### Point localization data
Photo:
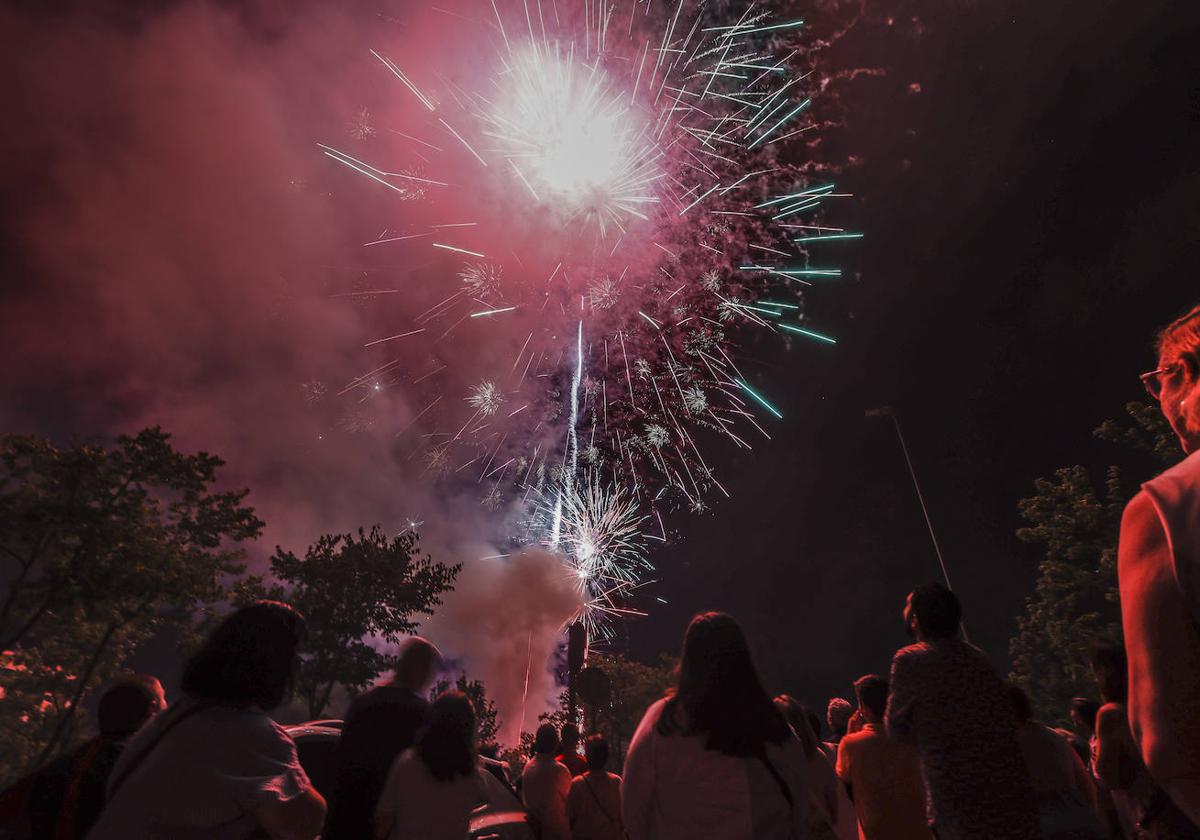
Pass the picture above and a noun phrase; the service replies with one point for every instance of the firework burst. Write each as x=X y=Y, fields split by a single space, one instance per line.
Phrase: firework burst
x=636 y=204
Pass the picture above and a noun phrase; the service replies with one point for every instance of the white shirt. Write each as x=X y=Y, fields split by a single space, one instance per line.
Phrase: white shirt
x=423 y=808
x=205 y=778
x=676 y=790
x=545 y=784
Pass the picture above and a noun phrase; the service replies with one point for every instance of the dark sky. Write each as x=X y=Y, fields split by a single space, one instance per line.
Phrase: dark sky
x=1032 y=219
x=1027 y=177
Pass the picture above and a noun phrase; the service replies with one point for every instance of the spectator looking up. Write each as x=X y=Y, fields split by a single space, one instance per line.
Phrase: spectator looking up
x=433 y=785
x=545 y=783
x=569 y=750
x=1158 y=567
x=715 y=759
x=948 y=701
x=882 y=775
x=69 y=795
x=1065 y=792
x=1143 y=807
x=381 y=724
x=215 y=765
x=593 y=804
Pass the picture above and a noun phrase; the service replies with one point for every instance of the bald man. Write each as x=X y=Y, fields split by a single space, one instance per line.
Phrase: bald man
x=381 y=725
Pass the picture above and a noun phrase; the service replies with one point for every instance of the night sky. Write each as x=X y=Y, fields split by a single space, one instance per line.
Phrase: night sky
x=1027 y=174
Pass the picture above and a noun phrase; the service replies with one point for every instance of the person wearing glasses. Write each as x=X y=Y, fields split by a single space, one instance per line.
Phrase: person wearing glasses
x=1158 y=567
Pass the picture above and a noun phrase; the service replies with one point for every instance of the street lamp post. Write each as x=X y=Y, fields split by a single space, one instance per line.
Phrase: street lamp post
x=888 y=412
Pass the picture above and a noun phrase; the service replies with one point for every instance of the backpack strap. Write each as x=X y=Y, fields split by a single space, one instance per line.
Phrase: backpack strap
x=136 y=762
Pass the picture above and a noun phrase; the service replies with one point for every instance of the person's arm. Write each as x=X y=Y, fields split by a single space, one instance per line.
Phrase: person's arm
x=1083 y=779
x=575 y=801
x=1163 y=670
x=297 y=819
x=637 y=783
x=899 y=719
x=267 y=779
x=1110 y=723
x=843 y=768
x=389 y=801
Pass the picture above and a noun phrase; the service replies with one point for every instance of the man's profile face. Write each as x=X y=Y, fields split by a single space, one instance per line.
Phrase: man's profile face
x=1180 y=400
x=910 y=618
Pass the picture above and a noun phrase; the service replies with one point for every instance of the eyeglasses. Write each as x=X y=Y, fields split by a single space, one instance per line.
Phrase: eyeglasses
x=1153 y=379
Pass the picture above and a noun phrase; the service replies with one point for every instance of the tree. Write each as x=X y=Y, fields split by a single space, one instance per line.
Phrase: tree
x=635 y=687
x=1077 y=521
x=100 y=549
x=352 y=591
x=487 y=723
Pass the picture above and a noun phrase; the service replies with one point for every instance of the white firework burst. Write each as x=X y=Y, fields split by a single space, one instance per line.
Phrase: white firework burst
x=493 y=501
x=361 y=127
x=483 y=279
x=486 y=399
x=657 y=436
x=437 y=461
x=313 y=391
x=604 y=294
x=729 y=310
x=600 y=534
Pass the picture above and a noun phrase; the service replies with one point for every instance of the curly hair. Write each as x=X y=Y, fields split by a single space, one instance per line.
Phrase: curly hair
x=249 y=659
x=1182 y=337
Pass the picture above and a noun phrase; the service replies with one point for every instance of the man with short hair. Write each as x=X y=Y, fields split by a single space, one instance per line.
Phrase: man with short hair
x=381 y=725
x=593 y=804
x=949 y=702
x=883 y=777
x=545 y=784
x=569 y=750
x=70 y=793
x=1158 y=567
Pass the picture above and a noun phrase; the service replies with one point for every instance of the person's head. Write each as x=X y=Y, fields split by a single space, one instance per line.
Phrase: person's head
x=1176 y=383
x=873 y=696
x=838 y=714
x=545 y=742
x=1111 y=671
x=249 y=659
x=570 y=738
x=127 y=703
x=447 y=742
x=719 y=694
x=595 y=751
x=1083 y=714
x=415 y=664
x=797 y=717
x=933 y=612
x=1023 y=709
x=814 y=720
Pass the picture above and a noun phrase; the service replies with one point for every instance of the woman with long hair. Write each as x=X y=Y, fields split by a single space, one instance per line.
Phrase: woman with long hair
x=715 y=759
x=215 y=765
x=433 y=785
x=1143 y=808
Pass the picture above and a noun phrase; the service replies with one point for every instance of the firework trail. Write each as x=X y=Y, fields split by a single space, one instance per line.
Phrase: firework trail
x=617 y=202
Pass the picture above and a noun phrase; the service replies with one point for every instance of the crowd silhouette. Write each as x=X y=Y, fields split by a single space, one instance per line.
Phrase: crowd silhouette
x=941 y=748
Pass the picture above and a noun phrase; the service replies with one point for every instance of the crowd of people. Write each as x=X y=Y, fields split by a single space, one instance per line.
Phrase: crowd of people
x=942 y=747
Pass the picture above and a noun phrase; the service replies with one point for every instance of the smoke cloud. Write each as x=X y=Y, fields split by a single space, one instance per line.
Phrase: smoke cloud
x=179 y=252
x=505 y=619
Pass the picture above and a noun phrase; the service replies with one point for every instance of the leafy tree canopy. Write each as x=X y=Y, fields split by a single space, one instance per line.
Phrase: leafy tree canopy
x=1075 y=521
x=353 y=591
x=100 y=549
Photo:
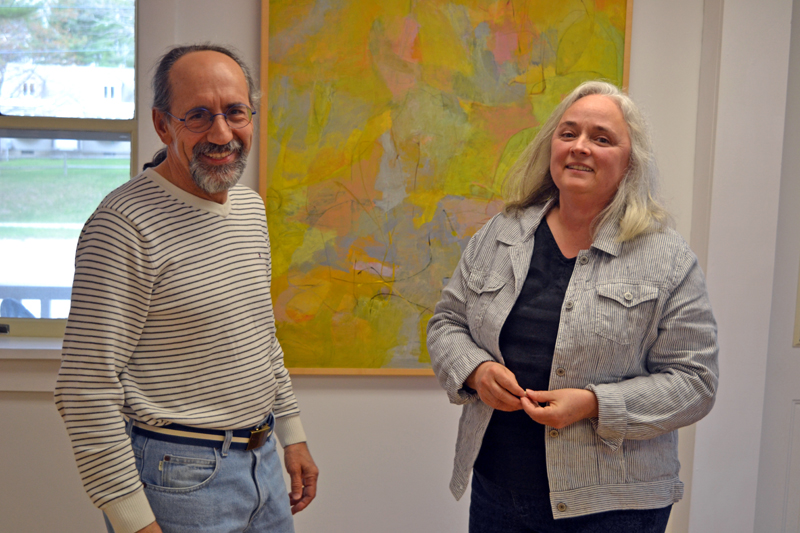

### Exercise objective
Reprint the entries above exactly, images removed.

### Solution for this exercise
Photo:
Pass the picture above and a noun phrase; the service replies with one point for every instance of the firework burst. Write each as x=X y=Y, fields split by a single space, one instance per line.
Phrase: firework burst
x=636 y=204
Pass the picture above and a noun phrase; the service replies with one point for every instance of the white shirt. Write each as x=X y=Y, fields split by a single space, one instance per line.
Phrase: white shirt
x=423 y=808
x=205 y=778
x=676 y=790
x=545 y=784
Pass the picture above and a noun phrase; the service replies with one point for every instance of the dark sky. Write each as x=X y=Y, fields split by a single space, one instance per line.
Phrase: dark sky
x=1032 y=219
x=1027 y=177
Pass the picture above and a noun phrase; the service replies with one point for every instance of the spectator looking up. Write each as x=X y=Y, fields split by a single space, one instance per line.
Phrase: spectator looking up
x=433 y=785
x=545 y=783
x=569 y=750
x=1158 y=567
x=715 y=759
x=948 y=701
x=882 y=775
x=69 y=795
x=1065 y=792
x=1143 y=807
x=381 y=724
x=215 y=765
x=593 y=804
Pass the picture above and a noun phrase; the service replies with one point for every instance of the bald man. Write each as x=X y=Y, fields split by a single space, one instance per line.
Phrase: bald man
x=381 y=725
Pass the picture above and a noun phrase; the service replies with one point for every instance of the night sky. Write each as x=X y=Y, fields split by a single space, one instance per line.
Phrase: night sky
x=1027 y=174
Pass the picture above and a noun phrase; the service replies with one point for every instance of the person wearing glasses. Write each as x=X y=Y, fields split by a single space, one instance per line.
Phrase: person wearing glasses
x=1158 y=567
Pass the picture above and a noun phrase; the service replies with one point for every instance of the street lamp post. Write each as x=X y=Y, fields split by a single space, one instance per line.
Phrase: street lamp post
x=888 y=412
Pass the picture above and a noun phrase; the service replies with one point for every instance of the backpack strap. Write each as x=X y=Y, fields split by a single space, one instance per line.
Phrase: backpack strap
x=136 y=762
Pass the picture above and a noun phrase; the service replies with one point for every instance of the person's arm. Write each as x=X y=Y, fields split by a single space, one instance per line.
Phrase: person's arm
x=1083 y=779
x=575 y=801
x=1163 y=670
x=297 y=819
x=637 y=783
x=899 y=719
x=267 y=779
x=1110 y=723
x=843 y=768
x=389 y=801
Pass the picture above and a noun phrase; the service replies with one point for every instance of the man's profile face. Write each as x=X y=Y, fields split by a single space, one instance per line.
Phrase: man's profile face
x=1180 y=400
x=910 y=618
Pass the picture above and a noun phrase; the service replies with one point for every instance of the eyeglasses. Write each as x=X y=Y, fields split by a single space, one instance per line.
Phrase: eyeglasses
x=1153 y=379
Pass the picture above and a noun phrase; the service replies with one point for every instance of the tree. Write each as x=X y=Y, fields split by a single space, one instance per line.
Phrase: tree
x=635 y=687
x=1077 y=521
x=100 y=549
x=352 y=591
x=487 y=723
Pass the picture above and a noun phrase; the service replies with one point for every instance of the white firework burst. Write each as x=X y=Y, fields split by a single space, one instance per line.
Phrase: white firework burst
x=493 y=501
x=361 y=127
x=483 y=279
x=486 y=399
x=657 y=436
x=437 y=461
x=313 y=391
x=604 y=294
x=729 y=310
x=600 y=534
Pass the picture above and a noun phrase; the service replies with one point for every instance of the curly hair. Write each as x=X y=Y, fields split by a single space, one instance per line.
Phrase: curly hair
x=249 y=659
x=1182 y=337
Pass the picture above and a noun phrase; the service replies with one point for every instance of the man with short hair. Write each as x=X y=Y, fields split by a single space, one instance per line.
Phrase: man with short hair
x=381 y=725
x=593 y=804
x=949 y=702
x=883 y=777
x=545 y=784
x=569 y=750
x=70 y=793
x=1158 y=567
Pass the picture above and a noun phrase; the service replies with one point for every instance of the person's head. Write each as x=X y=Y, fields split by a single space, one instance per line.
Phrase: person's head
x=1176 y=383
x=873 y=696
x=838 y=714
x=545 y=742
x=1111 y=671
x=249 y=659
x=570 y=738
x=127 y=703
x=447 y=742
x=719 y=694
x=595 y=751
x=1083 y=714
x=415 y=664
x=797 y=717
x=933 y=612
x=1023 y=709
x=814 y=720
Pass the picture above and a noun phrase; the service replies with one point for every instance of the woman with long hair. Write each as x=X y=Y, fields split by a single space, one instance per line.
Phrase: woman with long hair
x=715 y=759
x=215 y=765
x=433 y=785
x=1143 y=808
Pass the picture above and a noun phrase; the service replies with one point for every instance of the firework trail. Write each as x=X y=Y, fields split by a single space, one instance per line.
Phrase: firework trail
x=617 y=202
Pass the picture above and a noun phrase; the service replies with one point for every instance of the crowd silhouette. Write each as x=X y=Y, fields split by a single space, one instance per line.
Phrase: crowd silhouette
x=941 y=748
Pass the picture above and a noun phrase; the service replies with one point for every instance of the crowd of people. Write each as x=X y=Y, fields split by a single space, one instance per line.
Phrase: crowd of people
x=942 y=747
Pass the picture above and a noun phrase; the service replies with one point for every instance of the smoke cloud. Write each as x=X y=Y, fields split by a single space, one instance per line.
Phrase: smoke cloud
x=179 y=252
x=505 y=619
Pass the picture above and a noun phrase; the service replies with one point for every instance of the leafy tree canopy. Write each as x=X y=Y, fields split by a single space, one instance per line.
Phrase: leafy tree canopy
x=1075 y=521
x=353 y=591
x=100 y=549
Photo:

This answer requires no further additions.